→ Supplied material
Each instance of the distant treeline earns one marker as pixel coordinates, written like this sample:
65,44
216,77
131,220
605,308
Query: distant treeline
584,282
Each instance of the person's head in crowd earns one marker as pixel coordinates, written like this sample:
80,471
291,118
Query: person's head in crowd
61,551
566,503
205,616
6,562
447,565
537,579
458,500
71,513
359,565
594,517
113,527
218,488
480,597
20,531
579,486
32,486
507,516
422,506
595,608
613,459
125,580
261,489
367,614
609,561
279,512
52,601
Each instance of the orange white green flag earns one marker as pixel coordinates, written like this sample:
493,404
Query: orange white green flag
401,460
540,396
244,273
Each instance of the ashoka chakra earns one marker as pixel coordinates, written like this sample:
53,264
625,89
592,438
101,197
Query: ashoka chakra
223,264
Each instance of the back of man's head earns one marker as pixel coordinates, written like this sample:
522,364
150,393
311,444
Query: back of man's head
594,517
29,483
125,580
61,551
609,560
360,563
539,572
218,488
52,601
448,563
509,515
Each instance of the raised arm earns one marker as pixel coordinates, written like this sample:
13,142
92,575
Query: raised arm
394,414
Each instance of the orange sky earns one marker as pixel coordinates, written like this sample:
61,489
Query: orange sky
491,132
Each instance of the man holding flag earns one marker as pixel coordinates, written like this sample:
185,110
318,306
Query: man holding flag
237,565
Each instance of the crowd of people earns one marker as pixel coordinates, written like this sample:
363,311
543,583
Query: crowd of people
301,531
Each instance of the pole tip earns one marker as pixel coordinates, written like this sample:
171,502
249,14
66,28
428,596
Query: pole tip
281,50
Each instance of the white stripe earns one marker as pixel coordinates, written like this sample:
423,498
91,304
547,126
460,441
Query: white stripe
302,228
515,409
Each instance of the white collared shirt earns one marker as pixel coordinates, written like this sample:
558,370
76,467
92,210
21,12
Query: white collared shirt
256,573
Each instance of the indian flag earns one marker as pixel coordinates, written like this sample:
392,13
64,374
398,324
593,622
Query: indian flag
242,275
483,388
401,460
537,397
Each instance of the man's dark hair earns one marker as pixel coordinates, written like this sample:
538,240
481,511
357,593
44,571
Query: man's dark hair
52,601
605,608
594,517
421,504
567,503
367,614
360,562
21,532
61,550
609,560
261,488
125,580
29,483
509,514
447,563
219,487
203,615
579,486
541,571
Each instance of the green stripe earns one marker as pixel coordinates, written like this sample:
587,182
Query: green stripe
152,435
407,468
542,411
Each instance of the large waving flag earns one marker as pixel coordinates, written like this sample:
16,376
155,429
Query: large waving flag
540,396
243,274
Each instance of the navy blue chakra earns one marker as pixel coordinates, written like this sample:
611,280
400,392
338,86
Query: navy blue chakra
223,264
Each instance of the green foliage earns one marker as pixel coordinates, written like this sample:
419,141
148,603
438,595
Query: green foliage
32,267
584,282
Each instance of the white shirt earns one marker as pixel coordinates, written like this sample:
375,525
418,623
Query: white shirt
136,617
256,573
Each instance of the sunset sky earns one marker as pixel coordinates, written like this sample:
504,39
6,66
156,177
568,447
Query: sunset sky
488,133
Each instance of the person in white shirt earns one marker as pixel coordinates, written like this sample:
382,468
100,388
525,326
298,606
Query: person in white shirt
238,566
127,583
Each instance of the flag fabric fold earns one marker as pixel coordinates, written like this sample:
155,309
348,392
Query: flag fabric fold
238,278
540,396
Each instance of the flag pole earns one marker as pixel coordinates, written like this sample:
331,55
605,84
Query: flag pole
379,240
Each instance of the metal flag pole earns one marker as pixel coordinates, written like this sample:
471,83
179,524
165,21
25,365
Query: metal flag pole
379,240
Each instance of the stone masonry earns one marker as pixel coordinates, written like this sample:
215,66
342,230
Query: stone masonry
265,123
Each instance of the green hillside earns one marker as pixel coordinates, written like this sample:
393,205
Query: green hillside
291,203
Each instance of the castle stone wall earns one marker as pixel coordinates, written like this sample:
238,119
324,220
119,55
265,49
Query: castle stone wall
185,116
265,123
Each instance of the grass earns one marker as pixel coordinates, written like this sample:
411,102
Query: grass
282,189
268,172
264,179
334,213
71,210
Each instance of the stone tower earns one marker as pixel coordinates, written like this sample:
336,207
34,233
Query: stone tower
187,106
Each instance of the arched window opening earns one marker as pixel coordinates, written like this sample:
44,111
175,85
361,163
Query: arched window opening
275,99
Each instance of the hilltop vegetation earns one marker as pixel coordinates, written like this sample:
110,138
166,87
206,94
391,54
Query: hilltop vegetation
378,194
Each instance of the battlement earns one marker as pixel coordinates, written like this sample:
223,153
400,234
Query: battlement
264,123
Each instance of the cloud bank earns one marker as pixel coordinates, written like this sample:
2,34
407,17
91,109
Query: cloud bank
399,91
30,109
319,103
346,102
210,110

→ What you are asked to do
Could you restate the listing above word for word, leaving nothing out?

→ Result
Each instance of the distant treeline earns one marker as pixel coordinates, written like this sample:
65,44
216,77
131,220
605,308
Query: distant treeline
584,282
Each instance of the person's head in crowd earns one marker as pixel coordinates, written like this sample:
80,471
291,118
Query: person's head in crowd
61,551
566,503
205,616
6,562
447,565
537,579
458,500
71,513
359,565
594,517
113,527
218,488
480,597
20,531
579,486
32,486
507,516
422,506
595,608
613,459
125,580
261,489
367,614
609,561
279,512
52,601
Each instance of the orange white green flag earns one marker as pixel coordinates, written like this sample:
493,404
Query: orange white green flag
401,460
540,396
244,273
Each instance of the ashoka chakra earns one marker as pixel coordinates, written like this sample:
53,264
625,89
592,438
101,197
Query: ashoka chakra
223,264
Each instance of the back of man's head earns one marker as pixel coordinates, written like this sample:
522,364
150,393
311,444
Query: back of man's head
594,517
29,483
125,580
61,551
609,560
360,563
539,572
218,488
52,601
448,563
509,515
Each instance of the raised arm earns one marker as pixel coordinates, written like this sample:
13,142
92,575
Query: raised arm
394,414
Each instance of the orange sky earns one marker as pixel coordinates, written like this sample:
61,489
Query: orange sky
491,132
Each instance of the man holding flag earns one marker as pixel coordinates, written like this sample:
185,110
318,306
Query: man holding flag
237,565
Each instance of the crowd of people earns one marker as pixel coordinates, written like this sample:
363,311
543,583
Query: crowd of people
301,531
Each instance of the pole tip earns one marker as pixel coordinates, written like this sample:
171,502
249,14
66,28
428,596
Query: pole tip
281,50
Each instance of the white stripe earns one marker as pixel coordinates, written like this sample:
423,498
91,304
547,126
460,441
Query: white stripe
302,228
515,409
Each instance of the white collared shirt earns one marker as pixel coordinates, written like this sample:
558,370
76,467
92,210
21,12
Query: white collared shirt
256,573
Each instance of the indian flag earns one marker as pixel coordinates, written like this sample:
392,13
64,374
398,324
593,622
Query: indian flag
242,275
483,388
401,460
537,397
Each instance of the man's dark hair earns one marker as pixel coordinates, written like this sample:
538,240
481,511
357,593
44,571
Query: man's dark hair
52,601
605,608
594,517
421,504
567,503
367,614
360,562
21,532
61,550
609,560
261,488
125,580
29,483
509,514
447,563
219,487
203,615
579,486
541,571
Each instance of the green stripe earns one marker as pixel coordinates, written like this sample:
587,182
Query: green stripe
152,435
407,468
542,411
Each instance of the large waving flag earns one marker as pixel coordinates, written like this sample:
16,376
155,429
Query: large waving flag
540,396
243,274
Each instance of the navy blue chakra earns one marker as pixel coordinates, written like this sample:
611,280
400,392
338,86
Query: navy blue chakra
223,264
Each instance of the green foliage earns one marker as pixel coordinates, written like this sample:
419,141
148,603
438,595
Query: green foliage
32,267
584,282
Each instance of the white shirt earns one marker as pixel coordinates, written like this sample:
375,525
418,623
Query: white shirt
136,617
256,573
Each instance of the sunset sky earns one marker as pixel coordinates, written like this sample:
504,39
6,66
156,177
568,447
Query: sunset sky
488,133
Each instance of the person in white shirt earns one marker as pixel coordinates, written like this sample:
382,468
100,388
525,326
298,606
Query: person in white shirt
238,566
127,583
Each instance of the flag fabric fold earns one marker as pixel coordinates, written like this sample:
155,309
348,392
Query: flag fabric fold
238,278
540,396
Each instance of the flag pole earns one marker as pixel coordinates, written like this sample:
331,55
605,84
Query: flag pole
379,240
Each instance of the metal flag pole earns one marker as pixel coordinates, written like this sample:
471,83
179,524
165,21
25,365
Query: metal flag pole
379,240
Each instance of the stone masonry earns one marker as pixel coordinates, written like this sample:
215,66
342,230
Query: stone masonry
265,123
Each instance of the green hillside earns one marker as pixel coordinates, written like this sample:
393,205
Query: green hillside
291,203
Each instance of the castle stone wall earns one marker as pixel coordinates, written like this sample:
238,119
324,220
119,55
265,49
Query: castle stone wall
185,116
265,123
Each instance of the grass earns one marker as pixel coordinates, written like this sample:
411,102
Query: grass
282,189
268,172
264,179
334,213
71,210
Each instance of the stone tower earns one marker as pixel coordinates, written like this sample:
336,207
34,233
Query: stone tower
187,106
Each instance of the arched window opening earns one marker as pixel coordinates, written like this sample:
44,111
175,85
361,163
Query: arched window opening
275,99
Each instance of the hilltop vegetation earns one marker as pixel coordinates, written like this sample:
110,138
166,87
206,94
391,54
Query: hilltop vegetation
378,194
Each instance of the battlement earns one marker as pixel coordinates, written like this sample:
223,153
400,234
Query: battlement
264,123
Each instance of the cloud bank earns one marker as pixel coordinates, written like this sample:
2,34
407,17
91,109
Query: cloud bank
399,91
30,109
319,103
346,102
210,110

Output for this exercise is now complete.